§ **Extract provided**:
>> BEGIN
Carl Sagan’s claim that ‘extraordinary claims require extraordinary evidence’ is often repeated in the face of phenomena that seem to defy prior understanding. A good example is the recent (apparent) discovery of faster-than-light neutrinos: even though the experimental finding is robust with respect to usual standards, the claim is widely met with skepticism – and, I want to argue, rightly so.

There’s a rigorous notion behind Sagan’s aphorism, and it’s to do with what’s called Bayesian inference. The gist of it is that you enter any given situation with an expectation of what you’ll encounter, given by an assignment of probabilities to certain possible events. This probability distribution is called the **prior probability**, or just **prior** for short.

Depending on what actually occurs, you get new information about the situation you’re in; this information changes your expectations, and thus, leads to you assigning a new probability to certain events that may occur in this situation, the new probability distribution being known as **posterior probability** or **posterior**. Basically, you get more familiar with the situation, and your knowledge of what to expect becomes more accurate. This process is known as **Bayesian updating**.

This notion is particularly useful for *hypothesis testing*: given a certain hypothesis, how likely is it that the observed data is consistent with it? In other words, how likely is the hypothesis true?

To get a grasp of this, it’s best to see it at work. Let’s say there are two identical cookie jars, A and B. Both are filled with 20 cookies. In jar A, 10 cookies have chocolate chips in them, while the other 10 are plain; in jar B, only two cookies have chocolate chips, 18 being of the plain variety. You reach in, and pull out a chocolate chip cookie. The question is now: what is the probability you should attach to the hypothesis of having jar A?

Let’s start with figuring out the prior. Both jars are indistinguishable, so the probability of selecting either must be equal; since the total probability must be one (you definitely select one of the two jars), it follows that you assign a probability of 50% to having either jar.
>> END
A block of data:
>> BEGIN
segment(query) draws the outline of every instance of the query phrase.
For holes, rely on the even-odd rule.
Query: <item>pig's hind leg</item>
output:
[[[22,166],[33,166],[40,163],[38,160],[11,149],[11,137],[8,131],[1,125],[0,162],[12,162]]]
>> END
§ **Complete the following**:
- A) Using the Bayesian inference passage, answer the following:
(i) What recent finding does it cite as a claim widely met with skepticism?
(ii) What name is given to the new probability distribution assigned after gaining information?
(iii) How many cookies in jar B contain chocolate chips?
- B) Carry on writing the Bayesian inference passage from its final sentence, in the same style.

§ **Answers for the exercise**:
- A)
(i) The apparent discovery of faster-than-light neutrinos.
(ii) The posterior probability, or posterior.
(iii) Two.

- B)
The probability of the data arising – i.e. of selecting a chocolate chip cookie – is given by the sum of the data arising in the case you have jar A times the probability of having jar A and the data arising in the case you have jar B times the probability of having jar B, i.e. 0.5 * 0.5 (the probability of getting a chocolate chip cookie if you have jar A is 50%, and the probability of having jar A is 50%) + 0.1*0.5 (the probability of getting a chocolate chip cookie if you have jar B is 10%, and the probability of having jar B is 50%) = 0.3.

Now, Bayes’ theorem tells us that the (posterior) probability of the hypothesis being true – i.e. of you having selected jar A – is equal to the probability that the data arises if the hypothesis is true – i.e. that you select a chocolate chip cookie if you have jar A – times the prior probability, divided by the probability of the data arising. In symbolic form: P(having jar A if drawn chocolate cookie) = P(drawing chocolate cookie if having jar A) * P(having jar A)/P(drawing chocolate cookie).

This means that after having drawn a chocolate cookie, you should assign to the hypothesis of having cookie jar A a probability of 0.5*0.5/0.3 = 0.83; you have become much more confident that you indeed have jar A. This is as expected: jar A contains many more chocolate cookies than jar B, so the data of drawing a chocolate cookie supports the hypothesis of having jar A.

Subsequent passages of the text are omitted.